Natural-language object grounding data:
_____

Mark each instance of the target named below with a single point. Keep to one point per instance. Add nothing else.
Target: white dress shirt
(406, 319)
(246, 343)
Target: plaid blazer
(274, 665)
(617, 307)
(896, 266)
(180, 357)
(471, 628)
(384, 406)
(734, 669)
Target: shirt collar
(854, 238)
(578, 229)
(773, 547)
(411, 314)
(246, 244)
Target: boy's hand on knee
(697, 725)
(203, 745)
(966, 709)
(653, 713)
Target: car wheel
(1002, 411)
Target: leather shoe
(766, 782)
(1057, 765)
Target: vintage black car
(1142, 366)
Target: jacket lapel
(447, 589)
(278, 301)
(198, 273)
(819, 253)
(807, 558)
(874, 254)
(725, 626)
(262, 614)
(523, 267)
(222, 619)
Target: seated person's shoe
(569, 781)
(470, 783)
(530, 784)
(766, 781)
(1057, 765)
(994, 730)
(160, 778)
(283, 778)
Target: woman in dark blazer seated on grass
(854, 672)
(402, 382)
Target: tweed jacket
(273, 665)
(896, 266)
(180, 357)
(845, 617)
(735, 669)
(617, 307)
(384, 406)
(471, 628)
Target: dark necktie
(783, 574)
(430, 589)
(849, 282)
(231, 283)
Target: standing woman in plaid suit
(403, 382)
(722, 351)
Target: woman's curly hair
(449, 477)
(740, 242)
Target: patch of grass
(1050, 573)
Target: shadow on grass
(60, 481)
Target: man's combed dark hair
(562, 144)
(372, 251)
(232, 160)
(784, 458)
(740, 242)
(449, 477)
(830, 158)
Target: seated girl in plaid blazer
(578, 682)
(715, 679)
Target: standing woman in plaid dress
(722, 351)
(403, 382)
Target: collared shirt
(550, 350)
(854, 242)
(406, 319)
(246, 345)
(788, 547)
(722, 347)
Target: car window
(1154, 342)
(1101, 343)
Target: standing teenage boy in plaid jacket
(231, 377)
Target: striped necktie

_____

Repeat, word for word, every line from the line that contains "Target: car wheel" to the end of the entries; include both of those lines and no others.

§ **Expected answer**:
Target: car wheel
(1002, 411)
Target: leather shoe
(766, 782)
(1057, 765)
Target: vintage black car
(1142, 366)
Target: jacket lapel
(447, 589)
(278, 301)
(198, 273)
(819, 253)
(807, 558)
(874, 254)
(725, 626)
(262, 614)
(523, 267)
(222, 619)
Target: seated person's shoe
(569, 781)
(470, 783)
(530, 784)
(766, 781)
(1057, 765)
(994, 730)
(160, 778)
(283, 778)
Target: woman in dark blazer seated on grass
(854, 672)
(402, 382)
Target: tweed jacket
(273, 665)
(896, 266)
(180, 357)
(845, 617)
(735, 669)
(617, 307)
(384, 406)
(471, 628)
Target: dark necktie
(783, 574)
(430, 589)
(849, 282)
(231, 283)
Target: standing woman in plaid suit
(403, 382)
(722, 351)
Target: woman's curly hair
(449, 477)
(740, 242)
Target: patch of grass
(1050, 573)
Target: shadow on grass
(60, 481)
Target: man's combed dark hair
(562, 144)
(372, 251)
(232, 160)
(784, 458)
(740, 242)
(449, 477)
(830, 158)
Target: seated girl in plaid blazer
(578, 682)
(715, 679)
Target: standing woman in plaid dress
(722, 351)
(403, 382)
Target: collared shirt
(550, 350)
(854, 242)
(406, 319)
(246, 345)
(788, 547)
(722, 347)
Target: car window
(1154, 342)
(1101, 343)
Target: standing teenage boy in plaid jacket
(231, 377)
Target: striped necktie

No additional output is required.